- **Отрывок**:
>>>

С банкой в руке я принялся лазить по скалам. Повсюду сидели красные крабы, усердно подбиравшие клешнями что-то с земли. На одиночной скале совершенно неподвижно стояла кваква и вглядывалась в расселину. Острый глаз ее был нацелен на то, что, должно быть, пряталось в глубине. И вдруг птица рванулась вперед! В следующее мгновение она уже держала в клюве краба, ухватившись за его клешню. Его сородичи в мгновение ока разбежались в разные стороны. Так вот отчего они проявляли такую робость! Мне не совсем было понятно, почему природа отказала беднягам в маскировочной окраске.
Первые часы на незнакомой земле всегда таят в себе много волнующего для зоолога. Каждое насекомое, каждая птичка, каждое растение поражают его своеобразием. На Галапагосах он испытывает это чувство особенно остро: здесь он встречает почти одних эндемиков, то есть формы, присущие лишь этим островам. Только что я заполучил в свою банку поистине фантастическое существо: ящерицу чуть ли не в метр длиной. Ее спинной гребень, середина спины, верхняя часть головы и внешняя сторона суставов конечностей были малахитово-зеленого цвета, на ярко-красных боках резко выделялись черные крапинки и пятнышки, все остальное туловище отливало черным глянцем. Я ни на минуту не сомневался, что вижу морскую игуану — об этом говорил характерный тупой срез головы, защитные, напоминавшие рога, щитки около нее, сильные ноги, вооруженные когтями, хвост, выполнявший функции руля. Но до сего времени я читал только о черных или темных морских игуанах. Лишь спустя много времени я узнал, что открыл в южной части архипелага новую расу. Ни на одном из островов я не встречал больше таких ярко окрашенных пресмыкающихся. Морская игуана неподвижно лежала на солнце. Земляной вьюрок (Geospiza fuliginosa) прыгнул ей на спину и принялся что-то выклевывать из ее шкуры. Игуане это явно пришлось по вкусу. По-видимому, птичка освобождала ее от докучливых насекомых. Вдруг надо мной раздался шум крыльев. Я настороженно поднял голову и, к моему удивлению, увидел большого канюка, который, паря, медленно снижался. Он сел на большой камень поблизости — я вполне мог бы дотянуться до него рукой — и стал с любопытством меня разглядывать. Он никогда еще не видел человека и, может быть, принял меня за похудевшего морского льва, любителя дальних прогулок. У него не было врагов, и оттого он был так бесстрашен. Только прикосновением палочки мне удалось вывести канюка из состояния покоя. Он клюнул ее раз, другой, и в конце концов овладел ею. Какое-то время мы отнимали ее друг у друга, пока далекое перестукивание под веского мотора не заставило меня уйти прочь. Палочку я оставил канюку: быть может, пригодится ему для гнезда…
Вечером я долго сидел в нашей рабочей комнате, обдумывая план действий на ближайшие дни. Мне хотелось знать все о морских львах и особенно об их поведении в стаде: упорядочено ли оно каким-то образом или представляет собой более или менее случайное скопление животных, подчиняющихся ревнивому вожаку? Насколько хорошо знают друг друга животные, составляющие стадо? Заботятся ли самки только о собственных детенышах или кормят любых? Являются ли самцы лишь ревнивыми обладателями своих избранниц или несут еще какие-нибудь обязанности? Я так был взволнован предстоящей работой, что долго не мог уснуть.

<<<

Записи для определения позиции

>>>

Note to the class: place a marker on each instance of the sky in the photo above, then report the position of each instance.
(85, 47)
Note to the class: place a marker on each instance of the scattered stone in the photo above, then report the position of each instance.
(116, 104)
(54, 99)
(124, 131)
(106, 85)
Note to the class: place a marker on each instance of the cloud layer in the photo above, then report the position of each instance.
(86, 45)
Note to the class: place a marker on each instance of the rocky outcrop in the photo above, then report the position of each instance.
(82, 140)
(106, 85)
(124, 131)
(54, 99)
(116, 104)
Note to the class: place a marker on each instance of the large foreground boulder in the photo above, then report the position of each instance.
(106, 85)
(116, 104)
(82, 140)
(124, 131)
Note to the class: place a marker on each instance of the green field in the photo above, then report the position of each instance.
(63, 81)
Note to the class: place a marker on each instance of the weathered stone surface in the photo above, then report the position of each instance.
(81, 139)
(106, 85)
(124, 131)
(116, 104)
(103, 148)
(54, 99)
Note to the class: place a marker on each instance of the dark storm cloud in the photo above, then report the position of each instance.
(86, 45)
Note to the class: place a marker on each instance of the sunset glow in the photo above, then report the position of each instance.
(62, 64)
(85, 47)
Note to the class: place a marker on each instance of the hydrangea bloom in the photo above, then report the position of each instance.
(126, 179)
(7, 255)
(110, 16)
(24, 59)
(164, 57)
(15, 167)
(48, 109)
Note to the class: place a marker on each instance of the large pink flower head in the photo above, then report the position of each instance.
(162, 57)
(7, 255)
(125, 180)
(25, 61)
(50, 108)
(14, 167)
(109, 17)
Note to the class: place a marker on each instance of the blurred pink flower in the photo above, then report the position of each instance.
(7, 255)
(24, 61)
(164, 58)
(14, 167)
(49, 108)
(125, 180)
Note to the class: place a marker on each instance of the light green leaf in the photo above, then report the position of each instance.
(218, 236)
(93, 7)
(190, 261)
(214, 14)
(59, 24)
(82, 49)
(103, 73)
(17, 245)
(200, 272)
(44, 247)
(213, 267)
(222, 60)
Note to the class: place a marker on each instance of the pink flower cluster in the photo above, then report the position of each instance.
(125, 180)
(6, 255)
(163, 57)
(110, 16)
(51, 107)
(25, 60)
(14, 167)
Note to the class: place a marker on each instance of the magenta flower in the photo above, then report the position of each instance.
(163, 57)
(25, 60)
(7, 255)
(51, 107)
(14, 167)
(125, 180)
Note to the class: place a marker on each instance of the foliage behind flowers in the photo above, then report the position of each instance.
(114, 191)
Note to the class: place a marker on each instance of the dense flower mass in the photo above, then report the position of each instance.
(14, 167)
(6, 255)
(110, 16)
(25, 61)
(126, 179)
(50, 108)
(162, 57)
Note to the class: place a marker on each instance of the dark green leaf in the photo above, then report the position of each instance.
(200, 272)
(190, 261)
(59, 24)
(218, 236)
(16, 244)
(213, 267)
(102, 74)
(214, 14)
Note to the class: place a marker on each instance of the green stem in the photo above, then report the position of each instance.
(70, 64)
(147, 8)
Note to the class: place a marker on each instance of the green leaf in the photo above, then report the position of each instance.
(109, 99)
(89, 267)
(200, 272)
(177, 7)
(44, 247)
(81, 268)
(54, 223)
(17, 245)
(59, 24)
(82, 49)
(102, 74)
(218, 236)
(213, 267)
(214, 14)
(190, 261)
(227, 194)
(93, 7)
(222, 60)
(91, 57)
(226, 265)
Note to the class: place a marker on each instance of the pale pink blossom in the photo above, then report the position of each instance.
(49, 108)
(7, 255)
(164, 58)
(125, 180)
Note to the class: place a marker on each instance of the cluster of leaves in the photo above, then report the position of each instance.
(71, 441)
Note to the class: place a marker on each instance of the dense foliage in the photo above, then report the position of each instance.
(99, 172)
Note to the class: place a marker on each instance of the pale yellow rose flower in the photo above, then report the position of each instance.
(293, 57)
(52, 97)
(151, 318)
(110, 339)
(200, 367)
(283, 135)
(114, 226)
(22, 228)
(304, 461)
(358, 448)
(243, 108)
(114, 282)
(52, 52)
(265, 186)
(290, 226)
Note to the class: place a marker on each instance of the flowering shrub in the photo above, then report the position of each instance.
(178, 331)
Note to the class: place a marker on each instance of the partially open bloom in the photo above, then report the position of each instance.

<<<

- **Что нужно сделать**: Какая птица в отрывке о Галапагосах прыгнула на спину морской игуане?

- **Результат задания**: Земляной вьюрок (Geospiza fuliginosa).